-- Record set follows --

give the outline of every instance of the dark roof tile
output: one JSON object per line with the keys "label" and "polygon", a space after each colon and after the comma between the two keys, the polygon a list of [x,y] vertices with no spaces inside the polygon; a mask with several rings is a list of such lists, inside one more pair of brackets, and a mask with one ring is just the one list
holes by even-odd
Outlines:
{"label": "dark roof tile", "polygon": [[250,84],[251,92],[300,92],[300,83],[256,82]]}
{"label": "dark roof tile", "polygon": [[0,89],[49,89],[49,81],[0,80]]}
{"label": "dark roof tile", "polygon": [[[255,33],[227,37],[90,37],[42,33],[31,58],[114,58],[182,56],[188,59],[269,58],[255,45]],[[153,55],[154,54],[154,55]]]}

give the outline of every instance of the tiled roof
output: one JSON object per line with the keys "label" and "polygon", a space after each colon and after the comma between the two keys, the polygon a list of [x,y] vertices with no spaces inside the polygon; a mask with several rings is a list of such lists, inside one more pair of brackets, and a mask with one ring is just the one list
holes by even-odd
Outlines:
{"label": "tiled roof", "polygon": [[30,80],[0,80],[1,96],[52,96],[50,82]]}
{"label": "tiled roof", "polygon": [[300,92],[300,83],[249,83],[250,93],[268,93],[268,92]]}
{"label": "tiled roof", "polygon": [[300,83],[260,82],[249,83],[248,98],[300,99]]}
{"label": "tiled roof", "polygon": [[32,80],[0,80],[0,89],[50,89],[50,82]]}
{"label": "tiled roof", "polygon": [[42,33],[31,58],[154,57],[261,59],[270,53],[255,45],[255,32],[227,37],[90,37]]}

-- Record set concluded --

Gather each line in these records that contains the string "give".

● Solution to the exercise
give the outline of every instance of the dark roof tile
give the outline of every instance of the tiled roof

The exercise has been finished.